Restate every line of the material below word for word, skipping the images.

===

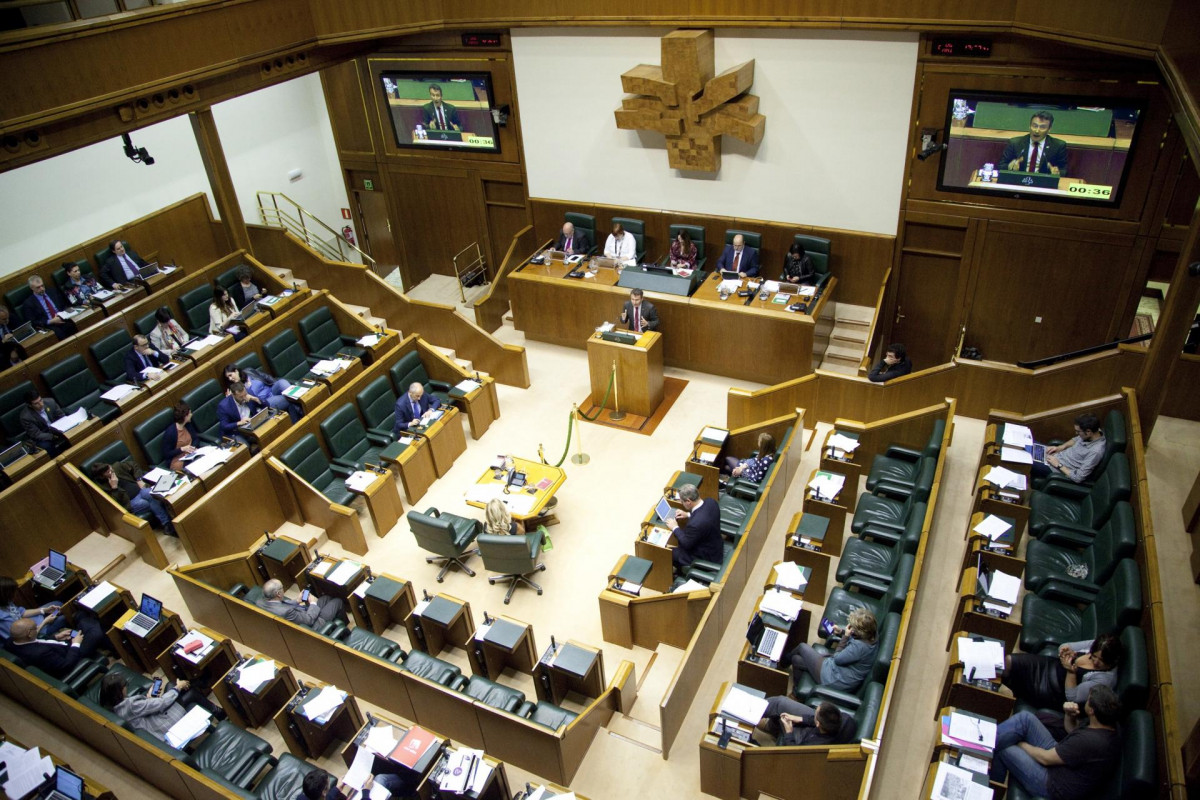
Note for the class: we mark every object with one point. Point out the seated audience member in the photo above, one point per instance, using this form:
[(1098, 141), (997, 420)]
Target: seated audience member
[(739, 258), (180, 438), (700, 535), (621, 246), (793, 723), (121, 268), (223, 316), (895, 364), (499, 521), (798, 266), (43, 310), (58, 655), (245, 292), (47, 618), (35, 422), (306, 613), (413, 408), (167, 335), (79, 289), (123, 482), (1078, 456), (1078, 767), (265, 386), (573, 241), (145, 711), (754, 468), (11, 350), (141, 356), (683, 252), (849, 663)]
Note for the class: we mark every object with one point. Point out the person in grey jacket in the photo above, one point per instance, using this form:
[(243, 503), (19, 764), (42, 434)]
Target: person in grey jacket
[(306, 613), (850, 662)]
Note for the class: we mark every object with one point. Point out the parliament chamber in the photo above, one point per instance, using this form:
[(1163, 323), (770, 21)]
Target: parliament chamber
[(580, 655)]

===

▶ [Written answer]
Note for the class: we mark every object with one point. Point out the seated audience member in the photo above, one point per instance, using this form:
[(1098, 141), (997, 420)]
Target: seated audience member
[(739, 258), (180, 438), (700, 535), (621, 246), (793, 723), (121, 268), (223, 316), (895, 364), (499, 521), (798, 266), (43, 310), (58, 655), (245, 292), (47, 618), (35, 422), (306, 613), (413, 408), (167, 335), (79, 289), (123, 482), (1078, 456), (1078, 767), (265, 386), (573, 241), (145, 711), (754, 468), (11, 350), (141, 356), (683, 252), (849, 663)]
Note for the class: we mark every object with one point. Point out the person in grey jacket in the photo above, one point per instance, using this form:
[(243, 503), (19, 764), (42, 434)]
Target: person in grey jacket
[(306, 613), (850, 662)]
Note for the class: we mark every object with one point. Point out the parliament chamber in the photo above, one point per instance, using this form:
[(1163, 323), (770, 21)]
Target: parliament chamber
[(580, 655)]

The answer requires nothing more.